Say yes or no to each statement about the call transcript below, quoting the words that decide it: (a) Share declined more than expected in Q1 because of the ERP implementation. (b) In some places the company accepts losing some share in the short term. (c) The litter category is shrinking.

» **Extract to read**:
•••••
Great. And maybe just on flashbacks and later, we've seen continued pressure from a market share standpoint. So maybe can you give us a sense of your assessment of those categories and how sustained this promotional environment can remain in those categories? Thank you.
Yes. On both of those categories, they're largely what we expected to see, which is very competitive, more promotional activity. continued innovation, and we're seeing about in line with what we expected to see in both of those. Of course, Q1 was impacted by our implementation of the ERP, so we saw a bit more share decline than we had expected. But obviously, once we're back in stock, and we for the most part are now, we've begun to see those shares rebound. But both of those continue to be marked by higher than normal competitive activity, and we see that in pricing, we see that in additional promotional spending, and what we're trying to balance in both categories, and particularly in trash, would be the long-term value creation aspects of this. We do not want to get into a place where we're destroying value in the category because we just don't see people create a lot more trash when a trash bag is more discounted, and what we're trying to do is ensure that we preserve the right to grow this category through innovation and better consumer ideas and experiences. And so we're being very choiceful. There are places where we have increased our investment in GLAD. We're being very surgical about that. And there are places where we're willing to lose a bit of share in the short term in service of that long-term objective. So that's what we think we're getting the balance right on now. We're going to watch it really carefully in Q2 and the back half. We want to execute our innovation with excellence. But I would say That category is very much what we expected to see. Litter, of course, in a place where the category is growing and we're not getting our fair share of that, that's highly disappointing to all of us. We feel good about the plans we have on litter in the back half. We'll talk more about those in our next call. But we will go after all of the things that we think aren't working quite right for us in litter right now. we're hopeful that that will show a marked turnaround in the back half once we get that implementation in market.
•••••
» **Segmentation annotation listing**:
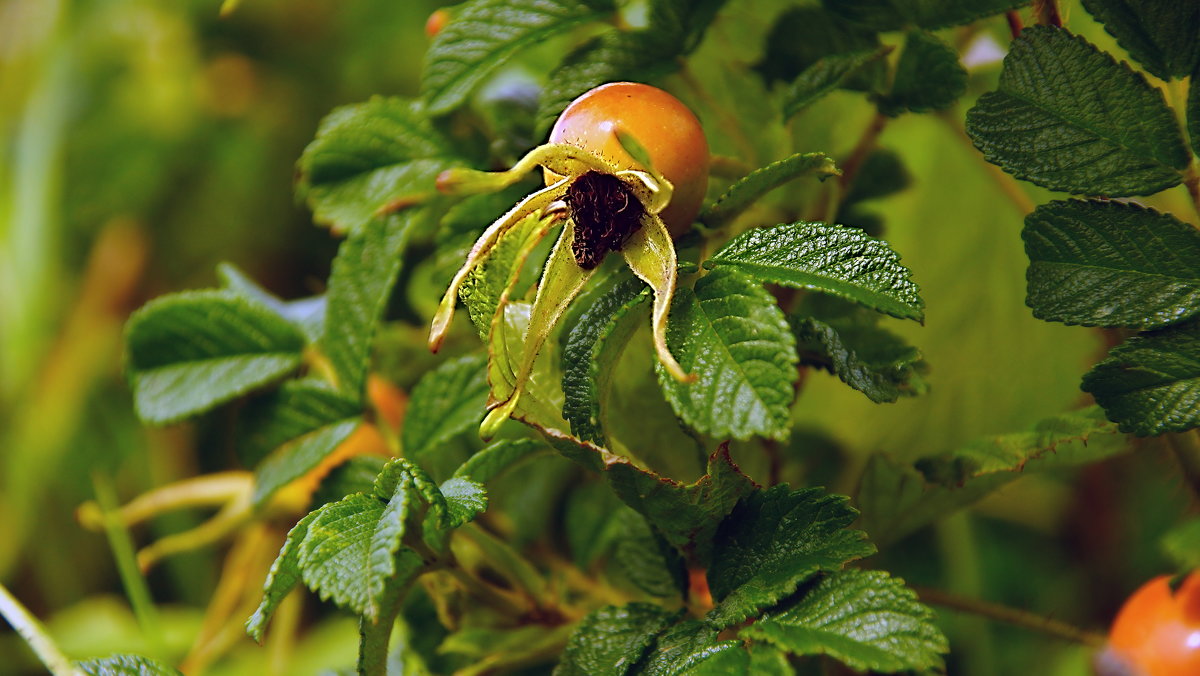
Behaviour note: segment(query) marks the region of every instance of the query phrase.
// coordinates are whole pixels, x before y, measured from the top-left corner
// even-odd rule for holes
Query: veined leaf
[[[320,347],[337,377],[337,389],[362,400],[376,329],[400,273],[413,210],[379,219],[352,232],[334,258],[325,298]]]
[[[1033,316],[1157,329],[1200,313],[1200,232],[1120,202],[1050,202],[1025,217]]]
[[[804,70],[787,89],[784,97],[784,119],[791,119],[800,110],[816,103],[833,90],[877,62],[890,48],[881,47],[870,52],[828,54]]]
[[[925,318],[920,289],[900,257],[858,228],[800,222],[752,229],[704,267],[731,267],[763,282],[832,293],[901,319]]]
[[[262,305],[202,291],[148,303],[130,318],[125,345],[138,417],[166,424],[295,370],[305,336]]]
[[[750,174],[730,186],[725,191],[725,195],[719,197],[712,207],[704,209],[700,220],[710,227],[720,227],[736,219],[763,195],[806,174],[812,174],[824,180],[829,177],[840,175],[841,172],[824,152],[798,152],[784,157],[778,162],[772,162],[766,167],[750,172]]]
[[[554,676],[624,676],[676,616],[648,603],[594,610],[575,628]]]
[[[948,108],[967,90],[967,71],[959,53],[931,34],[914,30],[905,37],[892,91],[880,101],[884,115]]]
[[[299,191],[317,221],[354,232],[397,203],[437,195],[437,175],[461,164],[418,103],[374,97],[335,109],[300,156]]]
[[[1084,0],[1084,7],[1139,64],[1162,79],[1200,65],[1200,4],[1176,0]]]
[[[1062,29],[1013,41],[1000,89],[967,113],[984,157],[1063,192],[1151,195],[1177,185],[1190,157],[1163,92]]]
[[[1082,388],[1122,432],[1145,437],[1200,426],[1200,322],[1114,347]]]
[[[472,430],[487,403],[487,359],[468,354],[442,364],[421,378],[408,400],[401,441],[415,460]]]
[[[742,651],[742,641],[719,641],[716,632],[698,620],[686,620],[659,634],[649,656],[638,668],[638,676],[680,676],[683,674],[718,676],[737,674],[708,668],[725,653]],[[708,664],[706,664],[708,663]]]
[[[718,628],[754,617],[820,572],[875,554],[850,498],[786,484],[750,493],[716,532],[708,584],[718,600],[706,617]]]
[[[701,566],[712,556],[718,526],[755,489],[754,481],[733,463],[727,444],[708,457],[707,472],[692,484],[680,484],[624,462],[612,463],[605,475],[617,497],[646,516],[667,543]]]
[[[949,651],[934,611],[882,570],[841,570],[742,630],[797,656],[828,654],[857,671],[937,669]]]
[[[246,411],[239,451],[254,471],[254,504],[320,465],[361,424],[362,408],[323,382],[284,383]]]
[[[320,340],[320,331],[325,325],[325,297],[313,295],[300,300],[282,300],[271,292],[258,286],[246,273],[239,270],[233,263],[220,263],[217,276],[226,291],[245,298],[251,303],[265,305],[280,317],[295,324],[304,331],[308,342]]]
[[[630,335],[637,328],[634,309],[649,293],[642,280],[625,277],[601,287],[599,297],[568,328],[563,347],[563,418],[576,437],[605,444],[604,400]],[[581,300],[588,300],[587,297]]]
[[[917,467],[874,455],[858,492],[862,525],[886,546],[1024,475],[1096,462],[1127,448],[1128,438],[1092,407],[1048,418],[1027,432],[980,439]]]
[[[547,451],[546,444],[534,439],[499,439],[472,455],[454,475],[486,484],[509,467]]]
[[[736,270],[714,270],[695,291],[676,293],[667,345],[694,383],[659,365],[676,413],[715,438],[785,438],[794,397],[796,337],[762,286]]]
[[[181,676],[181,671],[156,659],[136,654],[114,654],[79,663],[88,676]]]
[[[522,49],[614,10],[612,0],[472,0],[425,53],[421,96],[431,113],[448,113]]]
[[[1027,5],[1028,0],[822,0],[846,20],[887,31],[917,25],[938,29],[968,24]]]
•••••
» **Reply to the task**:
(a) Yes: "Q1 was impacted by our implementation of the ERP, so we saw a bit more share decline than we had expected."
(b) Yes: "there are places where we're willing to lose a bit of share in the short term in service of that long-term objective."
(c) No: "Litter, of course, in a place where the category is growing"